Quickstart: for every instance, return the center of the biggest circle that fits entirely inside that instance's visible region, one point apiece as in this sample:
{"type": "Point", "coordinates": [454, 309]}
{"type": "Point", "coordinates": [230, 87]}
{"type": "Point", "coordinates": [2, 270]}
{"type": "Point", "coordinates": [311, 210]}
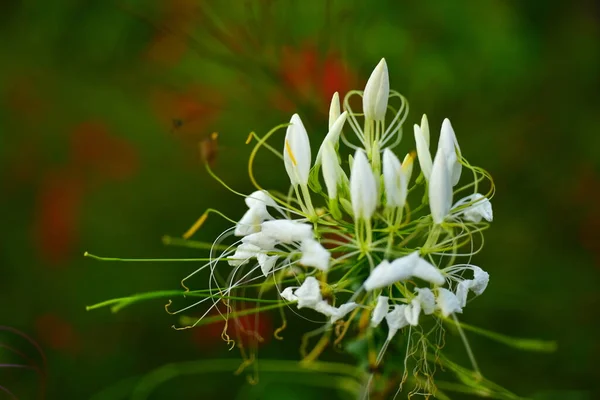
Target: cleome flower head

--

## What to do
Output everything in the records exactly, leaving pictures out.

## Response
Quickstart: for every instance, return the center of the biggest circle that fits entirely inside that instance's visible region, one point apiece as in this sample:
{"type": "Point", "coordinates": [454, 309]}
{"type": "Point", "coordinates": [230, 87]}
{"type": "Point", "coordinates": [2, 270]}
{"type": "Point", "coordinates": [311, 210]}
Target: cleome flower head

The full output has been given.